Exercise brief: Continue the Econometrics 2 course page below, starting after its last line.

Article:
----

Skip to content

ECON403 – Econometrics 2

Prerequisite: ECON305 (751305)

Course Description

Basic econometric tools, Econometrics for time series, cross sectional, and panel data, Econometric tools for other analyses.

Course outline

This course will follow Part 2 and Part 3 of Wooldridge’s (2012) Introductory Econometrics: A Modern Approach.

Midterm parts

  • Chapter 10: Basic Regression Analysis with Time Series Data
  • Chapter 11: Further Issues in Using OLS with Time Series Data
  • Chapter 12: Serial Correlation and Heteroskedasticity in Time Series Regressions

Final Parts

  • Chapter 13: Pooling Cross Sections Across Time: Simple Panel Data Methods
  • Chapter 14: Advanced Panel Data Methods
  • Chapter 15: Instrumental Variables Estimation and Two Stage Least Squares

Schedule

Week 1: Introduction
Fri 5 Jan: Class introduction

  • Course description and contents
  • Schedule
  • Assessment and Grading
  • Assignments

Week 2: Chapter 10
Tue 9 Jan: Introduction to time series analysis with regression model

  • List down 5 time series data in economics you are interested
  • What are those data, why they are important and who are responsible to collect and manage those data
  • Two approaches to apply regression models for time series data i.e., causal model (X as other factors) and time trend model (X as time). Seasonality extraction using dummy variable.

Wed 10 Jan: TES2018 Conference (Full day)
Fri 12 Jan: TES2018 Conference (Oral presentation)

Week 3: Chapter 10
Tue 16 Jan

  • How to download data from worldbank
  • Basic Regression with R

R Code


# using hashtag for comments

# Sample of regression model

# call sample data in R
library(datasets)

?datasets
# call a list of datasets
library(help = "datasets")

# download mtcars data
data(mtcars)

mtcars
?mtcars

# Creating a linear regression model
# dependent var = mpg
# independent vars = hp, wt

# mpg = f(hp, wt)

----

Provided records:

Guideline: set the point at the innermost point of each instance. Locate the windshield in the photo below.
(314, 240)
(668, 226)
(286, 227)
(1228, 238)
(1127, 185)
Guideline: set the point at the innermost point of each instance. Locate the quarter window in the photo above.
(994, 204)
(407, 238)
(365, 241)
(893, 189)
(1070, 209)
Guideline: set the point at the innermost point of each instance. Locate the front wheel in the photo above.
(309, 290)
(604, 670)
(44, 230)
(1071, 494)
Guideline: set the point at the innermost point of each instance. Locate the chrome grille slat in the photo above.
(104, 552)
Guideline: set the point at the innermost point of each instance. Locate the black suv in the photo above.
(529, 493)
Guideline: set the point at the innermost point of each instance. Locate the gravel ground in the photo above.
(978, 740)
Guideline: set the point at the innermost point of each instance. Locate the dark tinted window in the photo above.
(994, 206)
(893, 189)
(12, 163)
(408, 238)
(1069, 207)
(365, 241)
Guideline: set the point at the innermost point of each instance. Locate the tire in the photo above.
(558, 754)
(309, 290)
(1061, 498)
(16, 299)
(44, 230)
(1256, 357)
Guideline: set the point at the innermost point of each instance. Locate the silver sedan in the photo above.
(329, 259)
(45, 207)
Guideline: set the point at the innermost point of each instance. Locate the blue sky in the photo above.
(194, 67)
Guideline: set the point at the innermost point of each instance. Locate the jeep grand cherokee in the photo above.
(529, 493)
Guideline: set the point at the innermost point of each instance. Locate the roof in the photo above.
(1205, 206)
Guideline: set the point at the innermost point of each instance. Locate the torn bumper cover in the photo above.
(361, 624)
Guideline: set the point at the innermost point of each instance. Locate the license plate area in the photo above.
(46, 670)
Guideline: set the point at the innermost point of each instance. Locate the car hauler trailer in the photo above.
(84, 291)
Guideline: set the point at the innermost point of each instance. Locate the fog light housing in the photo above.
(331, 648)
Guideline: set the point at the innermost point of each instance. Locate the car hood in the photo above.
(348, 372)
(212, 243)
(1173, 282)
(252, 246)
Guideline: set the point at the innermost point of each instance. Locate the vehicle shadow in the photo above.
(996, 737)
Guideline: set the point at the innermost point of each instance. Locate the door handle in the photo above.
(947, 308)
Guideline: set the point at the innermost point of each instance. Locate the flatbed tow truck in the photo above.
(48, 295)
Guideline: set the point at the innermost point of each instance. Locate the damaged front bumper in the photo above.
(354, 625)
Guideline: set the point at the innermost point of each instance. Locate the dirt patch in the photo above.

----

Response to the task:
?lm

# 1. create an object of reg model
model1 <- lm(mpg ~ hp, data = mtcars)

# 2. call a model summary
summary(model1)

# mpg = 30.09886 - 0.06829

# plot the model
plot(mtcars$hp, mtcars$mpg, col = "darkgreen")
abline(model1, col = "firebrick")

# check hypothesis
par(mfrow = c(2, 2))
plot(model1)

Tue 19 Jan

  • Sample regression model with time series data

Go to Google Slide here

  • Download sample Data here
  • R Code

# code
# Regression with time series data
# 1. Import dataset
library(readr)
mydata <- read_csv("C:/Users/Econ-lab/Desktop/403/mydata.csv")
# 2. Create a time serie object in R
mydata.ts <- ts(mydata, start = c(1960, 1),
end = c(2017, 1), frequency = 1)
# test plot ts data
plot(mydata.ts)
plot(mydata.ts,
main = "A Time Series Plot of Inflation, Unemployment, GDP and Population")
?plot
# see that data
mydata.ts
# 3. Develop a model
# 3.1 create an object to store the simple regression model
# dependent variable = inflation
# independent variable = unemployment
?lm
model1 <- lm(inflation ~ unemployment, data = mydata.ts)
summary(model1)
# Creating model 2 by adding population to model 1
model2	<- lm(inflation ~ unemployment + population, data = mydata.ts)
summary(model2)
# compare model1 vs model2
anova(model1, model2)
# Our final static time series model is:
# inflation = 2.5194 + 2.5194unemployment + 3.2230population
# R square = 0.3057

# post hoc hypothesis checking
par(mfrow = c(2, 2))
plot(model2)

Week 4: Chapter 10
Tue 23 Jan: Cancellation due to Graduation ceremony
Fri 26 Jan:

Workshop on running a regression model with time series data

Week 5: Workshop
Tue 30 Jan:

1) Normality check (pre-test)

# import data
mydata <- read_csv("C:/Users/Econ-lab/Desktop/403/mydata.csv")

# assumpion checking

# 1. nornal distribution
names(mydata)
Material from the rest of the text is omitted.